**Page text:**
┄┄┄┄┄┄┄┄┄┄
You can pass a vector of text which will first be attempted to translate in one API call - if that fails due to being greater than the API limits, it will attempt again but vectorising the API calls. This will result in more calls and be slower, but cost the same as you are charged per character translated, not per API call.
HTML support
You can also supply web HTML and select the
format='html'
which will handle HTML tags to give you a
cleaner translation.
Consider removing anything not needed to be translated first, such as
JavaScript and CSS scripts using the tools of rvest
- an
example is shown below:
# translate webpages
library(rvest)
library(googleLanguageR)
my_url <- "http://www.dr.dk/nyheder/indland/greenpeace-facebook-og-google-boer-foelge-apples-groenne-planer"
## in this case the content to translate is in css select .wcms-article-content
read_html(my_url) %>% # read html
html_node(css = ".wcms-article-content") %>% # select article content
html_text %>% # extract text
gl_translate(format = "html") %>% # translate with html flag
dplyr::select(translatedText) # show translatedText column of output tibble
Language Detection
This function only detects the language:
## which language is this?
gl_translate_detect("katten sidder på måtten")
The more text it has, the better. And it helps if its not Danish…
It may be better to use cld2
to
translate offline first, to avoid charges if the translation is
unnecessary (e.g. already in English). You could then verify online for
more uncertain cases.
┄┄┄┄┄┄┄┄┄┄
**Given information:**

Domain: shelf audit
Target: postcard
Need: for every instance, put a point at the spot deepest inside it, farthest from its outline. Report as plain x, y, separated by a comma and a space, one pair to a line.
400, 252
┄┄┄┄┄┄┄┄┄┄
**Instruction:**
Translate this sentence from the text on the googleLanguageR package into Spanish: "This will result in more calls and be slower, but cost the same as you are charged per character translated, not per API call."

**Written solution:**
Esto generará más llamadas y será más lento, pero costará lo mismo, ya que se cobra por carácter traducido, no por llamada a la API.